Instructions for the task: Copy every line of the records below without changing anything.

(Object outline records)
○ ○ ○ ○ ○

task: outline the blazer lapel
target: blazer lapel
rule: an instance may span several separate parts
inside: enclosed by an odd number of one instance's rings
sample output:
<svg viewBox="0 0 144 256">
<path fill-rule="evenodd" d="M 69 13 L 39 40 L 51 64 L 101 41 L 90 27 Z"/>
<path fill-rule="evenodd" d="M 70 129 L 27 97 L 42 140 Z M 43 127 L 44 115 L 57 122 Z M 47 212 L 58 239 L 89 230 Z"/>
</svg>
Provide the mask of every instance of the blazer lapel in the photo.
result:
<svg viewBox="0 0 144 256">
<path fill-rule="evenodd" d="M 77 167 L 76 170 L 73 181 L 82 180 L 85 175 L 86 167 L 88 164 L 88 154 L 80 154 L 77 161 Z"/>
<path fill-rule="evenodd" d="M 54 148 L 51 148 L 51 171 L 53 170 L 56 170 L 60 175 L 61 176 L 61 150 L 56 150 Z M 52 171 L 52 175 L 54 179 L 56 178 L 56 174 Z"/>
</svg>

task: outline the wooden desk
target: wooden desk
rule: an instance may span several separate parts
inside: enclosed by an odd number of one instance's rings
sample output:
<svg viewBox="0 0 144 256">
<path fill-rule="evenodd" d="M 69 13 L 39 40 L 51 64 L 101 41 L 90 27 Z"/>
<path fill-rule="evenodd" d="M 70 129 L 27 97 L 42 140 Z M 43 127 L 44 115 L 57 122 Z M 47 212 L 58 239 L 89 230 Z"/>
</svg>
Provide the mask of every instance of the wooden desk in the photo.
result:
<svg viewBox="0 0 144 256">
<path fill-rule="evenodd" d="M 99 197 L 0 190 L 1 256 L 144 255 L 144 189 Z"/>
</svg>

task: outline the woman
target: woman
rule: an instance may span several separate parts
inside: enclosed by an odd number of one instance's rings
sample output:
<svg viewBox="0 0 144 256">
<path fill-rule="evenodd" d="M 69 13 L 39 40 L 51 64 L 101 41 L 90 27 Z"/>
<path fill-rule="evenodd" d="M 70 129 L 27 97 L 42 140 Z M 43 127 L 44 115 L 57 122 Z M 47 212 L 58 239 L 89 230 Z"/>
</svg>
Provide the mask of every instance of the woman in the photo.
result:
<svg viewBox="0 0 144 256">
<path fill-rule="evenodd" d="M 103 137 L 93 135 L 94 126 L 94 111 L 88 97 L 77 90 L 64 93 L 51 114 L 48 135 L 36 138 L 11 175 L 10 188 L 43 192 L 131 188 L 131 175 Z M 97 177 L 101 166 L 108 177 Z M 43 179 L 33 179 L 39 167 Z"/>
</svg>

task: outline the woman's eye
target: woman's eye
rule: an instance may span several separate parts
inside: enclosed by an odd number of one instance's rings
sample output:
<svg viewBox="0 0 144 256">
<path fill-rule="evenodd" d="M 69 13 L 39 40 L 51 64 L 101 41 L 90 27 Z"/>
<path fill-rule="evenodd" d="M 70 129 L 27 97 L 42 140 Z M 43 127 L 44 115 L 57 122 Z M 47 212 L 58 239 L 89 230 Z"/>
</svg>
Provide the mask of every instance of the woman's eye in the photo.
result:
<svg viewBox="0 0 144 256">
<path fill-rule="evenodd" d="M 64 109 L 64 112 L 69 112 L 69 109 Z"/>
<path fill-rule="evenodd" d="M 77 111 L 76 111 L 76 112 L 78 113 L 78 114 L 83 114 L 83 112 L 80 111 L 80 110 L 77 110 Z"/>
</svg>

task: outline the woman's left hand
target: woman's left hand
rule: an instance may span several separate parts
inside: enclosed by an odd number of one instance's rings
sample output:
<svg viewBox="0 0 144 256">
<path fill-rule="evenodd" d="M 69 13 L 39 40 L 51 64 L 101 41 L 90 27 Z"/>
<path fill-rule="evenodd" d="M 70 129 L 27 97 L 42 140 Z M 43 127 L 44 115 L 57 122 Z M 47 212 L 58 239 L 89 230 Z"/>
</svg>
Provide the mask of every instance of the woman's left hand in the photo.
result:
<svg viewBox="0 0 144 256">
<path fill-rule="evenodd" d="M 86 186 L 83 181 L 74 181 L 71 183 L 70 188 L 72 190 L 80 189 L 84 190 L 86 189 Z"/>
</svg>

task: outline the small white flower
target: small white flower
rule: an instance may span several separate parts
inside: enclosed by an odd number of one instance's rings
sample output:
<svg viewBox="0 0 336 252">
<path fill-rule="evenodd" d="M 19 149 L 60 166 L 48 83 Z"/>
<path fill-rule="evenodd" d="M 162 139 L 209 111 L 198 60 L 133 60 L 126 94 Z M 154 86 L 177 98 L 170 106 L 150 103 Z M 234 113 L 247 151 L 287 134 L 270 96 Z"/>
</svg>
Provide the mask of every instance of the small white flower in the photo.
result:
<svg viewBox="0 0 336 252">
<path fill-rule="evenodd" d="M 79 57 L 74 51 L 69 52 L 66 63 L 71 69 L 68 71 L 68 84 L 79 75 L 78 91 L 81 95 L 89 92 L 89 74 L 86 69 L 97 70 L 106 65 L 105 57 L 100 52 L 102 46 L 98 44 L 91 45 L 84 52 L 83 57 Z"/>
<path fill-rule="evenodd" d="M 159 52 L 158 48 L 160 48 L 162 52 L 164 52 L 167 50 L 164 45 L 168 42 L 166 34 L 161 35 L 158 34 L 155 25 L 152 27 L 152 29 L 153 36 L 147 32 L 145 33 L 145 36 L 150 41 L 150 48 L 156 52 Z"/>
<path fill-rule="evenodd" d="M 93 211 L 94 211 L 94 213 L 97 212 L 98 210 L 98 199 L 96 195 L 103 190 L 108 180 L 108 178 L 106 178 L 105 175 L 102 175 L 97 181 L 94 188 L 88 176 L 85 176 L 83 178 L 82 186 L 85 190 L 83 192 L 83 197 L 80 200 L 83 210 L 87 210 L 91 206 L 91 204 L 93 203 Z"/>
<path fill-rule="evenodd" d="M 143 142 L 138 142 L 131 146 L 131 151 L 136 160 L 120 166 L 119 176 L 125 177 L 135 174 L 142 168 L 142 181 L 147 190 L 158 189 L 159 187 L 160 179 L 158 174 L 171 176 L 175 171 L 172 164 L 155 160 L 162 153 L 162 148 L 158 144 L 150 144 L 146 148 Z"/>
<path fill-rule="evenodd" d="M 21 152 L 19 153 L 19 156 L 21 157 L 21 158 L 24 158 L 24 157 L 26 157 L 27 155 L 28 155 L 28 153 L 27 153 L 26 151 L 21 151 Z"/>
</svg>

○ ○ ○ ○ ○

Finished answer:
task: outline the blazer lapel
target: blazer lapel
rule: an instance may span several separate parts
inside: enclosed by an odd number of one instance's rings
sample output:
<svg viewBox="0 0 144 256">
<path fill-rule="evenodd" d="M 69 13 L 39 40 L 51 64 L 101 41 L 90 27 Z"/>
<path fill-rule="evenodd" d="M 70 129 L 27 97 L 42 140 Z M 43 127 L 44 115 L 57 122 Z M 47 212 L 58 239 L 89 230 Z"/>
</svg>
Provide the mask of every instance of the blazer lapel in the photo.
result:
<svg viewBox="0 0 144 256">
<path fill-rule="evenodd" d="M 77 167 L 76 170 L 73 181 L 82 180 L 85 175 L 86 167 L 88 164 L 88 154 L 80 154 L 77 161 Z"/>
<path fill-rule="evenodd" d="M 54 148 L 51 148 L 51 171 L 53 170 L 56 170 L 60 175 L 61 176 L 61 150 L 56 150 Z M 52 171 L 52 175 L 54 179 L 56 178 L 56 174 Z"/>
</svg>

task: outline the wooden desk
target: wooden desk
rule: an instance may span several separate parts
inside: enclosed by an odd number of one instance's rings
sample output:
<svg viewBox="0 0 144 256">
<path fill-rule="evenodd" d="M 69 13 L 39 40 L 51 64 L 101 41 L 90 27 Z"/>
<path fill-rule="evenodd" d="M 70 129 L 27 97 L 42 140 Z M 43 127 L 44 115 L 57 122 Z M 47 212 L 58 239 L 89 230 Z"/>
</svg>
Provide the mask of every instance of the wooden desk in the photo.
result:
<svg viewBox="0 0 144 256">
<path fill-rule="evenodd" d="M 99 197 L 0 190 L 1 256 L 144 255 L 144 189 Z"/>
</svg>

task: outline the woman
target: woman
rule: an instance may span several separate parts
inside: enclosed by an odd number of one instance's rings
sample output:
<svg viewBox="0 0 144 256">
<path fill-rule="evenodd" d="M 69 13 L 39 40 L 51 64 L 101 41 L 90 27 Z"/>
<path fill-rule="evenodd" d="M 70 129 L 27 97 L 42 140 Z M 43 127 L 44 115 L 57 122 Z M 47 212 L 58 239 L 89 230 Z"/>
</svg>
Provide the mask of every instance of the woman in the photo.
result:
<svg viewBox="0 0 144 256">
<path fill-rule="evenodd" d="M 103 137 L 93 135 L 94 126 L 94 111 L 88 97 L 77 90 L 64 93 L 51 114 L 48 135 L 36 138 L 11 175 L 10 188 L 43 192 L 131 188 L 131 175 Z M 97 177 L 101 166 L 108 177 Z M 43 179 L 33 179 L 39 167 Z"/>
</svg>

task: outline the woman's eye
target: woman's eye
rule: an instance may span several separate parts
inside: enclosed by an odd number of one instance's rings
sample output:
<svg viewBox="0 0 144 256">
<path fill-rule="evenodd" d="M 69 13 L 39 40 L 51 64 L 101 41 L 90 27 Z"/>
<path fill-rule="evenodd" d="M 70 129 L 27 97 L 42 140 Z M 43 127 L 44 115 L 57 122 Z M 47 212 L 58 239 L 89 230 Z"/>
</svg>
Provide the mask of every instance of the woman's eye in the photo.
result:
<svg viewBox="0 0 144 256">
<path fill-rule="evenodd" d="M 64 109 L 64 112 L 69 112 L 69 109 Z"/>
<path fill-rule="evenodd" d="M 77 111 L 76 111 L 76 112 L 78 113 L 78 114 L 83 114 L 83 112 L 80 111 L 80 110 L 77 110 Z"/>
</svg>

task: outline the woman's left hand
target: woman's left hand
rule: an instance may span several separate parts
inside: enclosed by an odd number of one instance's rings
sample output:
<svg viewBox="0 0 144 256">
<path fill-rule="evenodd" d="M 69 13 L 39 40 L 51 64 L 101 41 L 90 27 Z"/>
<path fill-rule="evenodd" d="M 70 129 L 27 97 L 42 140 Z M 43 127 L 44 115 L 57 122 Z M 47 212 L 58 239 L 89 230 Z"/>
</svg>
Provide the mask of every instance of the woman's left hand in the photo.
result:
<svg viewBox="0 0 144 256">
<path fill-rule="evenodd" d="M 86 186 L 83 181 L 74 181 L 71 183 L 70 188 L 72 190 L 80 189 L 84 190 L 86 189 Z"/>
</svg>

task: outline the small white flower
target: small white flower
rule: an instance may span several separate parts
inside: enclosed by an odd number of one instance's rings
sample output:
<svg viewBox="0 0 336 252">
<path fill-rule="evenodd" d="M 19 149 L 60 166 L 48 83 Z"/>
<path fill-rule="evenodd" d="M 162 139 L 209 111 L 198 60 L 133 60 L 126 94 Z M 154 86 L 177 98 L 170 106 L 150 103 Z M 234 113 L 247 151 L 287 134 L 270 96 Z"/>
</svg>
Provide the mask of every instance of the small white flower in the photo.
result:
<svg viewBox="0 0 336 252">
<path fill-rule="evenodd" d="M 79 57 L 74 51 L 69 52 L 66 63 L 71 69 L 68 71 L 68 84 L 79 75 L 78 91 L 81 95 L 89 92 L 89 74 L 86 69 L 97 70 L 106 65 L 105 57 L 100 52 L 102 46 L 98 44 L 91 45 L 84 52 L 83 57 Z"/>
<path fill-rule="evenodd" d="M 159 52 L 158 48 L 160 48 L 162 52 L 164 52 L 167 50 L 164 45 L 168 42 L 166 34 L 161 35 L 158 34 L 155 25 L 152 27 L 152 29 L 153 36 L 147 32 L 145 33 L 145 36 L 150 41 L 150 48 L 156 52 Z"/>
<path fill-rule="evenodd" d="M 93 211 L 94 211 L 94 213 L 97 212 L 98 210 L 98 199 L 96 195 L 103 190 L 108 180 L 108 178 L 106 178 L 105 175 L 102 175 L 97 181 L 94 188 L 88 176 L 85 176 L 83 178 L 82 186 L 85 190 L 83 192 L 83 197 L 80 200 L 83 210 L 87 210 L 91 206 L 91 204 L 93 203 Z"/>
<path fill-rule="evenodd" d="M 143 142 L 138 142 L 131 146 L 131 151 L 136 160 L 120 166 L 119 176 L 125 177 L 135 174 L 142 168 L 142 181 L 147 190 L 158 189 L 159 187 L 160 179 L 158 174 L 171 176 L 175 171 L 172 164 L 155 160 L 162 153 L 162 148 L 158 144 L 150 144 L 146 148 Z"/>
<path fill-rule="evenodd" d="M 21 152 L 19 153 L 19 156 L 21 157 L 21 158 L 24 158 L 24 157 L 26 157 L 27 155 L 28 155 L 28 153 L 27 153 L 26 151 L 21 151 Z"/>
</svg>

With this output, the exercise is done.